Passage given =
--*--

Ranking Member Lewis Floor Statement on the Stimulus Legislation

Apr 12, 2011
Press Release

 Statement of House Appropriations Ranking Member Jerry Lewis

 Stimulus Conference Report Floor Consideration

 February 13, 2009

 Mr. Speaker, in just a short while, the House will be voting on the President’s economic stimulus package.  At $790 billion, it’s by far the most expensive piece of legislation ever considered by this legislative body in its more than 200 year history.  I will be voting “no” on this legislation.  Over the next few minutes, I’d like to share my concerns with this bill as written.

The President, whom I respect a great deal, is a fine salesman.  But, as I’ve said on more than one occasion, facts are stubborn things.  The fact is that this stimulus package does more to permanently grow the federal government than it does to create jobs or stimulate our economy. 

The fact is there are 104 government programs in this legislation that are being permanently expanded.  This includes 31 new government programs and permanent expansions to 73 existing programs.  Taxpayers will pay for these programs well into the future. 

Of the total funding in this package, $190 billion, or 61 percent, is devoted to increasing the size of government.  Only $122 billion, or 39 percent, is for a temporary, one-time infusion of money into 98 federal programs to stimulate the economy.  Again, those are the facts. 

The interest on this new spending, alone, will cost no less than $350 billion.  And, if all of the new spending in this bill is carried forward into future years, federal non-defense budgets will have to increase by at least 42 percent each year.  One more time, these are the facts. 

My colleagues, is there anyone in Congress who really believes that this spending can be sustained?  Let’s not kid ourselves.  When it comes to Washington spending taxpayers’ money, a trillion has become the new million.  

I’m also concerned that this bill provides hundreds of billions of dollars with no clear spending plan.  This lack of oversight should be a concern to every taxpayer in America.  If the public thought the first Wall Street bailout bill was poorly managed, wait until you see the waste, fraud, and abuse in this bill.  Even many House Democrats are privately expressing these same concerns.

Early on, the President indicated his willingness to engage in bipartisanship to bridge the partisan divide in Congress.  I was hopeful as he spoke to House Republicans and began reaching out to individual Republican Members.  On several occasions, I sent signals to the White House indicating my desire to work with the President in my role as ranking member of the House Appropriations Committee.  To date, I’ve not heard from the President or his staff. 

So, how did we get to this point today?  Two nights ago, the President’s chief of staff came to Capitol Hill under the cover of darkness and presented the framework of a final deal to Senator Reid and Speaker Pelosi.  The only negotiation that took place occurred in the middle of the night, in several backrooms of the U.S. Capitol, between the White House and these two leaders. 

There are hundreds of billions of dollars of spending in this legislation and yet, not one member of the House Appropriations Committee—not even Chairman Obey—was in sight when the final deal was cut.  There are hundreds of billions of tax provisions in this legislation and yet, not one member of the House Ways and Means Committee—not even Chairman Rangel—was in sight when the final deal was cut.

--*--

Given task 1 =
Extract, without alteration, the lines of the records starting at the line that contains "of the grey" and ending with the final line of the records, including both ends.
The floor statement and the records are independent of each other.

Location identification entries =
--*--

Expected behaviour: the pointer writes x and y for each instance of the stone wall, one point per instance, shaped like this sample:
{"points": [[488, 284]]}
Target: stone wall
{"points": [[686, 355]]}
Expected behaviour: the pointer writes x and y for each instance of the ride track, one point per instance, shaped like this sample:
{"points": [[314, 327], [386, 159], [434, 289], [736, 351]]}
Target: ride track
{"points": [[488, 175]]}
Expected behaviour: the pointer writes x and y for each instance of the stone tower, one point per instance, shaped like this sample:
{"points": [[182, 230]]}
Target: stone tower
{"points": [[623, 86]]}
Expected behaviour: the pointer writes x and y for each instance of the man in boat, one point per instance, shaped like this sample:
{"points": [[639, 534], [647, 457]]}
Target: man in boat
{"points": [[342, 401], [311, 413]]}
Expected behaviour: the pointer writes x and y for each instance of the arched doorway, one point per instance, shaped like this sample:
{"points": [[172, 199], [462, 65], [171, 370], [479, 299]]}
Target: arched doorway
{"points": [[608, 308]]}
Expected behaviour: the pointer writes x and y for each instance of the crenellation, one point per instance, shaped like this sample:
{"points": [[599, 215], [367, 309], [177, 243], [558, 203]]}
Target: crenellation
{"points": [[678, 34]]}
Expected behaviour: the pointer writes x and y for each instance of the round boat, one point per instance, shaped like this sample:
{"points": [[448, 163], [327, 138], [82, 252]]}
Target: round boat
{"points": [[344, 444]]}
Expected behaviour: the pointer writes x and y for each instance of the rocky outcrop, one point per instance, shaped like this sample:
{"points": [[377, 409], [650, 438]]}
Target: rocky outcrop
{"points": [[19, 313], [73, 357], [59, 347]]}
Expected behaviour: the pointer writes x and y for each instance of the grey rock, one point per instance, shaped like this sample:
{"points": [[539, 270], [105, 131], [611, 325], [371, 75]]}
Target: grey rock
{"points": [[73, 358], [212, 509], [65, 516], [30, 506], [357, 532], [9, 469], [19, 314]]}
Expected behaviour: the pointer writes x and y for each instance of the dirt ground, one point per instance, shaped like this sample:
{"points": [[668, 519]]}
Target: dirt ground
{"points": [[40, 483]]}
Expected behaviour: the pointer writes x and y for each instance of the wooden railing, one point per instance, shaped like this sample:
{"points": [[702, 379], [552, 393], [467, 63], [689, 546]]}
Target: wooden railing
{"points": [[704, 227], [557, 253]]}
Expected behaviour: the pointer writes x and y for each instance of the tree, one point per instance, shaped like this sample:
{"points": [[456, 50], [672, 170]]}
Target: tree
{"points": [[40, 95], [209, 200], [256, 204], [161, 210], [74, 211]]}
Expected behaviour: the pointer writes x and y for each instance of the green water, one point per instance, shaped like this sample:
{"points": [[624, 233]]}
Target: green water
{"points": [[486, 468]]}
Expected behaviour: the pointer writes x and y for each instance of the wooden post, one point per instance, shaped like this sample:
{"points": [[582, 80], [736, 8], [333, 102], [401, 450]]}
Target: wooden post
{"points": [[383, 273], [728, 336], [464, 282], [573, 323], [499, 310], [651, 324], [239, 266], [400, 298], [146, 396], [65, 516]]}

--*--

Given task 2 =
Copy word for word the portion of the floor statement from "Apr 12, 2011" to "bill as written.".

Full response 1 =
Expected behaviour: the pointer writes x and y for each instance of the grey rock, one point per instance, shaped like this sample:
{"points": [[539, 270], [105, 131], [611, 325], [371, 75]]}
Target: grey rock
{"points": [[73, 358], [212, 509], [65, 516], [30, 506], [357, 532], [9, 469], [19, 314]]}
Expected behaviour: the pointer writes x and y for each instance of the dirt ground, one point per instance, shaped like this sample:
{"points": [[668, 519]]}
Target: dirt ground
{"points": [[40, 483]]}
Expected behaviour: the pointer writes x and y for each instance of the wooden railing, one point per instance, shaped like this sample:
{"points": [[702, 379], [552, 393], [467, 63], [689, 546]]}
Target: wooden railing
{"points": [[704, 227], [557, 253]]}
Expected behaviour: the pointer writes x and y for each instance of the tree, one point per instance, shaped like this sample:
{"points": [[456, 50], [672, 170]]}
Target: tree
{"points": [[40, 95], [209, 200], [256, 204], [161, 210], [74, 211]]}
Expected behaviour: the pointer writes x and y for each instance of the green water, one point per instance, shaped like this sample:
{"points": [[624, 233]]}
Target: green water
{"points": [[486, 468]]}
Expected behaviour: the pointer writes x and y for each instance of the wooden post, one point per instance, shaped like this sample:
{"points": [[582, 80], [736, 8], [333, 102], [401, 450]]}
Target: wooden post
{"points": [[383, 273], [728, 336], [464, 282], [573, 323], [499, 310], [651, 324], [239, 266], [400, 298], [146, 396], [65, 516]]}

Full response 2 =
Apr 12, 2011
Press Release

 Statement of House Appropriations Ranking Member Jerry Lewis

 Stimulus Conference Report Floor Consideration

 February 13, 2009

 Mr. Speaker, in just a short while, the House will be voting on the President’s economic stimulus package.  At $790 billion, it’s by far the most expensive piece of legislation ever considered by this legislative body in its more than 200 year history.  I will be voting “no” on this legislation.  Over the next few minutes, I’d like to share my concerns with this bill as written.